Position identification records
┏━━

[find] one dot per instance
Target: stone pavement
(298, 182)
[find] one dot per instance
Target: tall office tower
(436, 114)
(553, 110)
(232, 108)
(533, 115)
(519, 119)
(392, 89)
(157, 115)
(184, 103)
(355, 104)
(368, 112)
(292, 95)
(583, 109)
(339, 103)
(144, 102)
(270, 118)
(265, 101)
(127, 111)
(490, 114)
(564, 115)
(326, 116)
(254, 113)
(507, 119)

┗━━

Stated exercise. Type out the full listing again, exactly as given.

Response for this exercise.
[find] one dot per instance
Target: stone pavement
(298, 182)
[find] one dot per instance
Target: tall office tower
(436, 114)
(553, 110)
(232, 108)
(533, 115)
(519, 119)
(392, 89)
(157, 115)
(184, 103)
(355, 104)
(368, 112)
(292, 95)
(583, 109)
(339, 103)
(144, 102)
(270, 118)
(265, 101)
(127, 111)
(490, 114)
(564, 115)
(326, 116)
(254, 113)
(507, 119)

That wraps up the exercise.